## INSTRUCTIONS TO FOLLOW
Print all of the records. Exclude the images.

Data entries

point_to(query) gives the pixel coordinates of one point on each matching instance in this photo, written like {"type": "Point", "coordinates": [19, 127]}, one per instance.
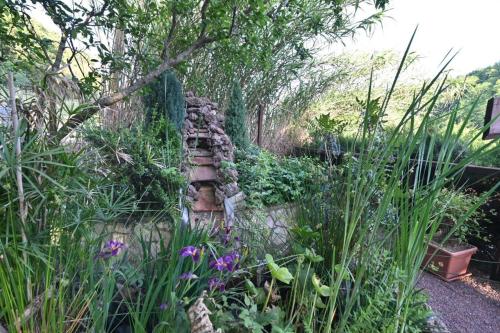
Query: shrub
{"type": "Point", "coordinates": [235, 124]}
{"type": "Point", "coordinates": [146, 159]}
{"type": "Point", "coordinates": [267, 179]}
{"type": "Point", "coordinates": [454, 205]}
{"type": "Point", "coordinates": [165, 98]}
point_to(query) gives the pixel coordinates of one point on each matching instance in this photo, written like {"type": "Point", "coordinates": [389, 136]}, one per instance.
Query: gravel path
{"type": "Point", "coordinates": [469, 305]}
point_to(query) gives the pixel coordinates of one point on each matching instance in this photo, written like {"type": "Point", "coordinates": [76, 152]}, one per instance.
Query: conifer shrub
{"type": "Point", "coordinates": [235, 124]}
{"type": "Point", "coordinates": [164, 98]}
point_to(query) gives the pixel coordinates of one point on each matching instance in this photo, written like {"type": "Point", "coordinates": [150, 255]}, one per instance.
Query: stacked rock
{"type": "Point", "coordinates": [208, 158]}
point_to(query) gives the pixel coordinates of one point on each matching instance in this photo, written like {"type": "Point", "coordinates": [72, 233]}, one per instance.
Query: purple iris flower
{"type": "Point", "coordinates": [191, 251]}
{"type": "Point", "coordinates": [188, 276]}
{"type": "Point", "coordinates": [228, 262]}
{"type": "Point", "coordinates": [216, 283]}
{"type": "Point", "coordinates": [111, 249]}
{"type": "Point", "coordinates": [218, 264]}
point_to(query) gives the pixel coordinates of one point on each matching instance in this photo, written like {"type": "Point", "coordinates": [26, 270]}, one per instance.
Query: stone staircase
{"type": "Point", "coordinates": [213, 184]}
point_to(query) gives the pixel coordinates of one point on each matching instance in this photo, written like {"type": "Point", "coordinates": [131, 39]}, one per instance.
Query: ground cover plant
{"type": "Point", "coordinates": [93, 232]}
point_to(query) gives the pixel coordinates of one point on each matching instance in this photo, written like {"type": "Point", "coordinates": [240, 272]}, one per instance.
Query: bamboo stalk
{"type": "Point", "coordinates": [23, 211]}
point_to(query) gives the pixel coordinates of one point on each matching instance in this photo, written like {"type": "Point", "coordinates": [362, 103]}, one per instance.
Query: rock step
{"type": "Point", "coordinates": [200, 153]}
{"type": "Point", "coordinates": [202, 143]}
{"type": "Point", "coordinates": [206, 201]}
{"type": "Point", "coordinates": [202, 160]}
{"type": "Point", "coordinates": [203, 173]}
{"type": "Point", "coordinates": [199, 135]}
{"type": "Point", "coordinates": [206, 218]}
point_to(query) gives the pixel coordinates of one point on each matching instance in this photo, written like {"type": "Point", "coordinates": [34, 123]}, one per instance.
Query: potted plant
{"type": "Point", "coordinates": [449, 254]}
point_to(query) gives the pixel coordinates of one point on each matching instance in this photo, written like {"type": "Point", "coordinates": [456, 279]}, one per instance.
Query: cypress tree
{"type": "Point", "coordinates": [166, 99]}
{"type": "Point", "coordinates": [235, 123]}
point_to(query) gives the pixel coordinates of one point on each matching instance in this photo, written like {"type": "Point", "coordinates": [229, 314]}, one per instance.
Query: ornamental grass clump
{"type": "Point", "coordinates": [373, 219]}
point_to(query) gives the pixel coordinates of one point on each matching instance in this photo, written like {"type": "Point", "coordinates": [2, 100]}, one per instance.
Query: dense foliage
{"type": "Point", "coordinates": [146, 159]}
{"type": "Point", "coordinates": [269, 180]}
{"type": "Point", "coordinates": [151, 37]}
{"type": "Point", "coordinates": [236, 119]}
{"type": "Point", "coordinates": [165, 99]}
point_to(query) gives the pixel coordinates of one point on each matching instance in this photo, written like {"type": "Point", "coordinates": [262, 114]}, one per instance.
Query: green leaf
{"type": "Point", "coordinates": [279, 273]}
{"type": "Point", "coordinates": [319, 287]}
{"type": "Point", "coordinates": [312, 256]}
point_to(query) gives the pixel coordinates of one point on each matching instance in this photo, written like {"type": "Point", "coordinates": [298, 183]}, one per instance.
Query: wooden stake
{"type": "Point", "coordinates": [260, 122]}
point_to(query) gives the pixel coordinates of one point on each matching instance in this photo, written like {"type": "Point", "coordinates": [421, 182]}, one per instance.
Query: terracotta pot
{"type": "Point", "coordinates": [448, 265]}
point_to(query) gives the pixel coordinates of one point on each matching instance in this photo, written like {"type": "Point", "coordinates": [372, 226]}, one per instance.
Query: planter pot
{"type": "Point", "coordinates": [448, 264]}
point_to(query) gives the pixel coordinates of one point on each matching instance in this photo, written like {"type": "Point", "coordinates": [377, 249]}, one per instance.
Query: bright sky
{"type": "Point", "coordinates": [469, 26]}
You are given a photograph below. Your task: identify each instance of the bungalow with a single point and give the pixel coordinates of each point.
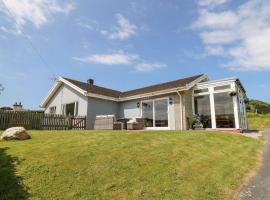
(164, 106)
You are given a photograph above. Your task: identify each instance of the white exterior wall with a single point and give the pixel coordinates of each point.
(65, 95)
(129, 109)
(100, 107)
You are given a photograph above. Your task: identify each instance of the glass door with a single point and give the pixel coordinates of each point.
(161, 113)
(155, 113)
(147, 113)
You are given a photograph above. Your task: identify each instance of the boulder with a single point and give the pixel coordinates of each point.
(15, 133)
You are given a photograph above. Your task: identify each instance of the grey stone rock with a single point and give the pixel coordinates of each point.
(15, 133)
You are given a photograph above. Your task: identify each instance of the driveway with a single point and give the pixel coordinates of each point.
(259, 186)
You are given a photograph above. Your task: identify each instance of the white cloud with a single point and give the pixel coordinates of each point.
(218, 37)
(124, 30)
(89, 24)
(121, 58)
(36, 12)
(215, 50)
(147, 67)
(109, 59)
(211, 2)
(216, 20)
(242, 34)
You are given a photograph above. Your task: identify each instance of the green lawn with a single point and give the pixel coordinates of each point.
(126, 165)
(258, 121)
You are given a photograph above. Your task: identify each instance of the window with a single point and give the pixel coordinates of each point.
(155, 113)
(200, 91)
(52, 110)
(224, 110)
(161, 113)
(223, 87)
(70, 109)
(147, 113)
(202, 108)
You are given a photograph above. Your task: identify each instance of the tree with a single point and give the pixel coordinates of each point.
(1, 88)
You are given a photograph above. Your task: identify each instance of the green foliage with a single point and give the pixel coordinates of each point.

## EXERCISE OUTPUT
point_to(query) gives the pixel coordinates of one point on each matching instance in this photo, written like {"type": "Point", "coordinates": [19, 127]}, one per instance.
Query: shrub
{"type": "Point", "coordinates": [235, 124]}
{"type": "Point", "coordinates": [146, 159]}
{"type": "Point", "coordinates": [267, 179]}
{"type": "Point", "coordinates": [454, 205]}
{"type": "Point", "coordinates": [165, 98]}
point_to(query) gives the pixel coordinates of one point on each matching instance in this photo, written like {"type": "Point", "coordinates": [389, 136]}, one per instance.
Query: gravel path
{"type": "Point", "coordinates": [469, 305]}
point_to(query) gives the pixel coordinates of one point on each matching instance in this photo, written like {"type": "Point", "coordinates": [76, 152]}, one per instance.
Query: conifer shrub
{"type": "Point", "coordinates": [235, 124]}
{"type": "Point", "coordinates": [164, 98]}
point_to(query) gives the pixel coordinates of one point on each matching instance in this photo, written like {"type": "Point", "coordinates": [150, 255]}, one per instance.
Query: stacked rock
{"type": "Point", "coordinates": [208, 158]}
point_to(query) gives the pixel coordinates of one point on each matching instance in this photo, written like {"type": "Point", "coordinates": [72, 233]}, one per instance.
Query: purple iris flower
{"type": "Point", "coordinates": [191, 251]}
{"type": "Point", "coordinates": [188, 276]}
{"type": "Point", "coordinates": [228, 262]}
{"type": "Point", "coordinates": [216, 283]}
{"type": "Point", "coordinates": [111, 249]}
{"type": "Point", "coordinates": [218, 264]}
point_to(query) gives the pixel coordinates of one point on each matching instance in this photo, written like {"type": "Point", "coordinates": [26, 270]}, one per instance.
Query: stone staircase
{"type": "Point", "coordinates": [213, 184]}
point_to(query) gives the pixel coordinates of one point on each matching instance in this photo, written like {"type": "Point", "coordinates": [131, 39]}, one per instance.
Query: ground cover plant
{"type": "Point", "coordinates": [93, 232]}
point_to(query) gives the pixel coordinates of one point on each matching instance in this photo, written like {"type": "Point", "coordinates": [240, 272]}, one per instance.
Query: bamboo stalk
{"type": "Point", "coordinates": [23, 211]}
point_to(query) gives the pixel coordinates of one point on each matching instance in this photo, written like {"type": "Point", "coordinates": [362, 103]}, one per instance.
Query: rock step
{"type": "Point", "coordinates": [200, 153]}
{"type": "Point", "coordinates": [202, 143]}
{"type": "Point", "coordinates": [206, 201]}
{"type": "Point", "coordinates": [202, 160]}
{"type": "Point", "coordinates": [203, 173]}
{"type": "Point", "coordinates": [199, 135]}
{"type": "Point", "coordinates": [206, 218]}
point_to(query) gives the pixel coordinates of one point on each matching instance in this photo, written like {"type": "Point", "coordinates": [34, 123]}, one per instance.
Query: potted plant
{"type": "Point", "coordinates": [449, 254]}
point_to(query) gives the pixel coordinates of one point on each matching instance in this photo, written like {"type": "Point", "coordinates": [456, 279]}, one per instance.
Query: cypress tree
{"type": "Point", "coordinates": [166, 99]}
{"type": "Point", "coordinates": [235, 123]}
point_to(query) gives the pixel coordinates of one point on each matching instance in this photo, written like {"type": "Point", "coordinates": [229, 314]}, one per instance.
Query: ornamental grass clump
{"type": "Point", "coordinates": [373, 219]}
point_to(query) gives the pixel coordinates of one point on each matching instance in this photo, written like {"type": "Point", "coordinates": [2, 100]}, one per instance.
Query: dense foliage
{"type": "Point", "coordinates": [146, 159]}
{"type": "Point", "coordinates": [269, 180]}
{"type": "Point", "coordinates": [151, 37]}
{"type": "Point", "coordinates": [236, 119]}
{"type": "Point", "coordinates": [165, 99]}
point_to(query) gives the pixel coordinates of one point on each matching instance in this photo, written like {"type": "Point", "coordinates": [262, 114]}, one per instance.
Query: green leaf
{"type": "Point", "coordinates": [279, 273]}
{"type": "Point", "coordinates": [319, 287]}
{"type": "Point", "coordinates": [312, 256]}
point_to(query) gives the pixel coordinates of one point on each matching instance in this photo, written like {"type": "Point", "coordinates": [298, 183]}, one per instance.
Query: wooden stake
{"type": "Point", "coordinates": [260, 122]}
point_to(query) gives the pixel coordinates of one point on each matching instance in this photo, written like {"type": "Point", "coordinates": [421, 182]}, one per instance.
Query: terracotta pot
{"type": "Point", "coordinates": [448, 265]}
point_to(query) gives the pixel coordinates of one point on each matching instance in this photo, written like {"type": "Point", "coordinates": [372, 226]}, one per instance.
Query: planter pot
{"type": "Point", "coordinates": [448, 264]}
point_to(query) gives the pixel coordinates of one point on each matching instance in this photo, written like {"type": "Point", "coordinates": [377, 249]}, one per instance.
Query: bright sky
{"type": "Point", "coordinates": [469, 26]}
You are given a photograph below. Your task: identify each instance of the bungalow with a single point and give the pixel coordinates of each point.
(164, 106)
You are given a photograph above. Your task: identify each instance of the white exterior wall with a single point and give the pixel coordinates of each point.
(65, 95)
(129, 109)
(100, 107)
You are given a photograph above. Your task: identify each instance of the glass door with a single point and give the pixel coordinates of each point.
(161, 113)
(155, 113)
(147, 113)
You are given a photograph above. Your task: identify each instance of the boulder with a single point and give the pixel coordinates of each point.
(15, 133)
You are given a photograph above. Your task: identify each instance of the grey stone rock with a single point and give the pixel coordinates of each point.
(15, 133)
You are given a photograph above. Your task: identify each instance of the driveway with a single point and give the pixel coordinates of each point.
(259, 186)
You are given a photograph above. Your task: identify each instance of the white cloud with a single point and give the pixel coordinates of each point.
(218, 37)
(124, 30)
(89, 24)
(121, 58)
(36, 12)
(215, 50)
(147, 67)
(109, 59)
(211, 2)
(216, 20)
(242, 34)
You are given a photograph above. Your task: identify each instance of the green lawn with a single point and give the pixel coordinates of each point.
(126, 165)
(258, 121)
You are given a photograph above. Your task: identify each instance of the window with a single point and give the pixel coordinates of each point.
(155, 113)
(200, 91)
(52, 110)
(224, 110)
(161, 113)
(223, 87)
(70, 109)
(147, 113)
(202, 108)
You are given a photograph above. Your task: identify each instance of the tree with a single point and give the pixel coordinates of each point.
(1, 88)
You are given a photograph above. Your task: identify each instance of the green foliage with a single point and give the pixel coordinates of each point.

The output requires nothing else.